# [Text section]
Store exam data in an SQL database using DBI. Note that exam data may contain sensitive information. To avoid potential privacy issues, the DBI storage provider supports hashing the user id, but this may require external identification of users for grading.
dbi_storage_provider(
conn,
attempts_table,
section_data_table,
hash_user = FALSE,
hash_key = TRUE
)
a DBIConnection object, as returned by dbConnect()
the name of the table to store the attempts data in.
the name of the table to store the section data in.
store the user id as a SHA256 HMAC to protect the identity.
if hash_user=TRUE
, the pre-shared secret key. If TRUE
(the default), uses the concatenated
exam_id and exam_version. If NULL
, uses no HMAC but a plain SHA256 hash of the user id
(strongly discouraged). Anything else is cast to character
(or kept as raw vector) and used as key.
Attempts are stored in a table which requires the following columns:
attempt_id
a unique identifier (a UUID) for the attempt, stored as character data.
user_id
stored as character data. The required length depends on the authentication provider and if hashing is used.

# [Recorded information]
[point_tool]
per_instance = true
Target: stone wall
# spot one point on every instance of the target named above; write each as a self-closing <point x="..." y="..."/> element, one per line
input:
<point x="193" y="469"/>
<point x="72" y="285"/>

# [Set exercise 1]
Answer these about the exam data storage text:
(a) What kind of object does the conn argument take?
(b) With hash_key left at its default, what serves as the key?
(c) How is attempt_id stored?
# [Set exercise 2]
Extend the exam data storage text, picking up right after its last sentence.
The lines play no part in this.

# [Exercise response 1]
(a) A DBIConnection object, as returned by dbConnect().
(b) The concatenated exam_id and exam_version.
(c) As character data, holding a unique identifier (a UUID) for the attempt.

# [Exercise response 2]
exam_id
stored as character data. Ensure it can hold enough characters for the exam ids used in your exams.
exam_version
stored as character data. Ensure it can hold enough characters for the exam version strings used in your exams.
started_at
unix timestamp at which the attempt was started.
seed
the integer used to seed the RNG for this attempt.
finished_at
unix timestamp at which the attempt was finished.
user_obj
the user object (less the identifier) as returned by the authentication provider stored as character data of arbitrary length.
points
the points awarded for the attempt, as character data of arbitrary length.
Exam data is stored in a table which requires the following columns:
attempt_id
the attempt identifier of type UUID.
section
the section identifier, as character data.
saved_at
unix timestamp at which the section data was last saved.
section_data
stored as character data of arbitrary length.
dbi_storage_provider()
reads/writes unix timestamps as type numeric, and some database systems (e.g., PostgreSQL)
do not accept numeric input for timestamps. For these database systems, it is best to create the columns of type
double precision
.
A sample definition of the tables for PostgreSQL is as follows:
CREATE TABLE attempts (
attempt_id UUID PRIMARY KEY,
user_id character varying(256) NOT NULL,
exam_id character varying(64) NOT NULL,
exam_version character varying(64) NOT NULL,
started_at double precision NOT NULL,
seed integer NOT NULL,
user_obj text NOT NULL,
finished_at double precision,
points text);
CREATE INDEX attempts_index ON attempts
(user_id, exam_id, exam_version);
CREATE TABLE section_data (
id serial PRIMARY KEY,
attempt_id UUID NOT NULL REFERENCES attempts (attempt_id)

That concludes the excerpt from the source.